Render the records below as a Markdown table with the columns No. and Entry, starting at the line that contains "Agricultural drone survey: scan the aerial photo for fence" and stopping after the line that contains "748, 0, 880, 60". Number each row, include only those lines, and leave out any blank ones.

::::

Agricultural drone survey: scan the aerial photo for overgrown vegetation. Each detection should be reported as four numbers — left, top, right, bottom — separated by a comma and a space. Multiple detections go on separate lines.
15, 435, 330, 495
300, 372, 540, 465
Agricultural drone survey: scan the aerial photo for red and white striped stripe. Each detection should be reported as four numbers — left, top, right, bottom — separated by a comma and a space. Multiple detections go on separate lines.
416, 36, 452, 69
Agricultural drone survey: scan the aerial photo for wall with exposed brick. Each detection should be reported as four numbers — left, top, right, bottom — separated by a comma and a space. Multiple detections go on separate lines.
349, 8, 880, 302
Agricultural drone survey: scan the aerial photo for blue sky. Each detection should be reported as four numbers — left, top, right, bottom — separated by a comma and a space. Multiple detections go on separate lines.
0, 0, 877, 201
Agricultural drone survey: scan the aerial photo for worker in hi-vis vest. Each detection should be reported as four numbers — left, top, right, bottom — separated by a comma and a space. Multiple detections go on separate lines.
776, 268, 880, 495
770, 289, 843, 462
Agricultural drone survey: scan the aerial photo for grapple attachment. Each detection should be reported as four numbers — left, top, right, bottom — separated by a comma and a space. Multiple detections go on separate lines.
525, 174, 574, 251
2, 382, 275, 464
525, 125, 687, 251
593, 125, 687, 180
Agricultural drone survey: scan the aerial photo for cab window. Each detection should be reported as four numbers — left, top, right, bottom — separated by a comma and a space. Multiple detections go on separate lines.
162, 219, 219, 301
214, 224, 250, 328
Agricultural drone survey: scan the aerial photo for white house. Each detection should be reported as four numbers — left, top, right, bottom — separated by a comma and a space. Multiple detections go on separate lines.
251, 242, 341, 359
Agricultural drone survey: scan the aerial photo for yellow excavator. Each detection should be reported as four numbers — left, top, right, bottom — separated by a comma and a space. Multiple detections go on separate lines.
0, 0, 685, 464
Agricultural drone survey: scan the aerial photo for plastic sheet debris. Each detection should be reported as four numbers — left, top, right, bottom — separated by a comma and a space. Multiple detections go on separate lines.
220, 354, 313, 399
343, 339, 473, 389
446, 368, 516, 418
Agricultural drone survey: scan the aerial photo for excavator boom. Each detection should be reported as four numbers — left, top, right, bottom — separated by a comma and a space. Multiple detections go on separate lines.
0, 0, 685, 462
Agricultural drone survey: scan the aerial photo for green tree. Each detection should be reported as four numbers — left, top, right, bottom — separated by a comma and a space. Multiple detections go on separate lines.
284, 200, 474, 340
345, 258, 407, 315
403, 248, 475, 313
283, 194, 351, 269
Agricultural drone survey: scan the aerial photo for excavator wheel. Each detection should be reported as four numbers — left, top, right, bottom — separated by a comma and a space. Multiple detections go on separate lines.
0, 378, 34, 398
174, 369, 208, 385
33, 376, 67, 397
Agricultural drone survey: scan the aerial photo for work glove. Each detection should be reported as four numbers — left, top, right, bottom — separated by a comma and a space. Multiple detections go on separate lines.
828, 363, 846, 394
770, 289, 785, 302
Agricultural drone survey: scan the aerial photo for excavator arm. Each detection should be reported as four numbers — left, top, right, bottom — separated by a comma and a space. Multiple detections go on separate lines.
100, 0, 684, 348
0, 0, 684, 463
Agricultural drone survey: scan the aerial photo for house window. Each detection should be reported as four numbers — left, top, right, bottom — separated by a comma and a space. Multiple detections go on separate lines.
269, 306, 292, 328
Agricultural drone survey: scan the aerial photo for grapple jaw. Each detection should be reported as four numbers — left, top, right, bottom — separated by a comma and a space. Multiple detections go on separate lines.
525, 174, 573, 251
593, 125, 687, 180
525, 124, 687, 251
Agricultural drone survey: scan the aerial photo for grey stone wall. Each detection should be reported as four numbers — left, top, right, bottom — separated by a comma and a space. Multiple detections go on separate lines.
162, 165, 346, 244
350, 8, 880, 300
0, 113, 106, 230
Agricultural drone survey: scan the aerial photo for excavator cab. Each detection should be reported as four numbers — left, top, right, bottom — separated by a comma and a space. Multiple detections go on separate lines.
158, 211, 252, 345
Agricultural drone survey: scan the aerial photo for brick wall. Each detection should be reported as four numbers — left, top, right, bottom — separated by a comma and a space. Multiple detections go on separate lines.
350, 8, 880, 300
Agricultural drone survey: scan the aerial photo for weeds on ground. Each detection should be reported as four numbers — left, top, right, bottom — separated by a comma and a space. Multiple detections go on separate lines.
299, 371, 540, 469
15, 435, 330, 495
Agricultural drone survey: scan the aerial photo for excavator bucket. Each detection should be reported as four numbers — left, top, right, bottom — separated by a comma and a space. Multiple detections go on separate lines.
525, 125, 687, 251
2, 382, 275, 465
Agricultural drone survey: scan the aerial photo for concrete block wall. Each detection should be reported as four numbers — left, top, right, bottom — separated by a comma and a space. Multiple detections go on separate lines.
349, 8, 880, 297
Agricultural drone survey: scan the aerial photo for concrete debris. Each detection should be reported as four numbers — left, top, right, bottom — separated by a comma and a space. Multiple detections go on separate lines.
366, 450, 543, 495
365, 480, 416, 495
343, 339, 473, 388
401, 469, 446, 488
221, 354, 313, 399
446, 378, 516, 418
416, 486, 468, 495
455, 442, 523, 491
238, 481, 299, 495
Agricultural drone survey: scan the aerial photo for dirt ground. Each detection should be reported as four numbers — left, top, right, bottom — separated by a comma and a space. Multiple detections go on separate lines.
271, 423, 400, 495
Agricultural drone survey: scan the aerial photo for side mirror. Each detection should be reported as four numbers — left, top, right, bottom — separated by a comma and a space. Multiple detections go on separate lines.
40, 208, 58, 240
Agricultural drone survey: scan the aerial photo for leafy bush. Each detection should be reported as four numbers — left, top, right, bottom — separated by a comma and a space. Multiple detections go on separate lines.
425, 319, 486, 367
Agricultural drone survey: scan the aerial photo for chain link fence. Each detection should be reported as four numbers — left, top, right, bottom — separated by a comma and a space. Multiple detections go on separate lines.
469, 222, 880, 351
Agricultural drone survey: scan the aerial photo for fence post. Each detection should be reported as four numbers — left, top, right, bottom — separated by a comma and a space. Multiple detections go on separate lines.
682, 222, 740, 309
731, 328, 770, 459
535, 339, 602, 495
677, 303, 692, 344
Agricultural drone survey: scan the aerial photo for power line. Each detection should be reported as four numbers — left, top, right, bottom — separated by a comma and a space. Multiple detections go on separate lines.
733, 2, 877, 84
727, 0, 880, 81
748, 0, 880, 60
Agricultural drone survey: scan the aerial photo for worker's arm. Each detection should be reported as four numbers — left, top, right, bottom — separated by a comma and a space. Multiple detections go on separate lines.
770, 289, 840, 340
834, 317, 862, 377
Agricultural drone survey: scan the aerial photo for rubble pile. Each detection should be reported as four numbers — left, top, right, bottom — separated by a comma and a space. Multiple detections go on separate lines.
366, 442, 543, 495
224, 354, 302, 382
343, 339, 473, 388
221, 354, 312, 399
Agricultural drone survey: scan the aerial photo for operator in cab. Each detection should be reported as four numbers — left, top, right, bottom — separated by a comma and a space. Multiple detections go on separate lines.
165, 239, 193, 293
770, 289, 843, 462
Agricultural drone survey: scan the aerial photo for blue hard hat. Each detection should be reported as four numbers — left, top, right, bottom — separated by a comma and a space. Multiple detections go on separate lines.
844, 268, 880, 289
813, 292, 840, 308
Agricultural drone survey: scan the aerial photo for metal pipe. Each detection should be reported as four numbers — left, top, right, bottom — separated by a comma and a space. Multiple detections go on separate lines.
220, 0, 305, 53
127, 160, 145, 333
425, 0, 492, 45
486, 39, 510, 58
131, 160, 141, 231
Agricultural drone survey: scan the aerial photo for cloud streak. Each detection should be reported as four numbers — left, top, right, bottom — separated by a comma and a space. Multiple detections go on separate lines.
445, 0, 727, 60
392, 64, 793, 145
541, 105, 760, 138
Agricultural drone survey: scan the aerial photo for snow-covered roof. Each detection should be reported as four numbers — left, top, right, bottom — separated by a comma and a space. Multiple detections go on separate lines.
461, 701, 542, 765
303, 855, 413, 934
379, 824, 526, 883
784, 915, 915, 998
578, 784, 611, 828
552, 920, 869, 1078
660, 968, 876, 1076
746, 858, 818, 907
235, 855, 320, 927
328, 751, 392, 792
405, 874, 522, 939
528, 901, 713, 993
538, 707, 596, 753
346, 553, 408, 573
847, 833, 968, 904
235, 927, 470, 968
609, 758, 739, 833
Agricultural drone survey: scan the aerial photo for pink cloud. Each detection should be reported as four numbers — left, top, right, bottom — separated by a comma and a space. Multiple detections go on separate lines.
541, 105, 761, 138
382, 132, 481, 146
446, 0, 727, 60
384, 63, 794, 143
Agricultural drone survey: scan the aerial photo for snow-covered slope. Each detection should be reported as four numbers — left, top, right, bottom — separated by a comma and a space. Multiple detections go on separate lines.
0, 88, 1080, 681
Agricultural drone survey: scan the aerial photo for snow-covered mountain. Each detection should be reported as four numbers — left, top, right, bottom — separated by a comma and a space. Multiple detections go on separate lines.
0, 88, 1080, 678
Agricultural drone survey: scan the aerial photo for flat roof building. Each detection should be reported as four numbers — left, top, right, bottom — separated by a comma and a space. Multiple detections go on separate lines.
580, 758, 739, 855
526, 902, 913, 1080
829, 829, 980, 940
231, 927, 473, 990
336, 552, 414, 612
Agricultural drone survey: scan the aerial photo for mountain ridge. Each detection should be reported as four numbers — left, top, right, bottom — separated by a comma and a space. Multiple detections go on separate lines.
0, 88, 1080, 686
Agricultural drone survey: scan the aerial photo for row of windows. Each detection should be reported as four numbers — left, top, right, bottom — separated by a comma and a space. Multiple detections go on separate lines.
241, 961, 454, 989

::::

▶ Completed exercise:
| No. | Entry |
|---|---|
| 1 | Agricultural drone survey: scan the aerial photo for fence post. Each detection should be reported as four numbers — left, top, right, bottom — separated by a comma and a space. Multiple detections go on separate lines. |
| 2 | 682, 222, 740, 309 |
| 3 | 731, 328, 770, 459 |
| 4 | 535, 339, 602, 495 |
| 5 | 677, 303, 692, 344 |
| 6 | Agricultural drone survey: scan the aerial photo for power line. Each detection should be reported as four numbers — left, top, right, bottom — separated by a comma and a space. Multiple detections go on separate lines. |
| 7 | 733, 2, 877, 84 |
| 8 | 727, 0, 880, 81 |
| 9 | 748, 0, 880, 60 |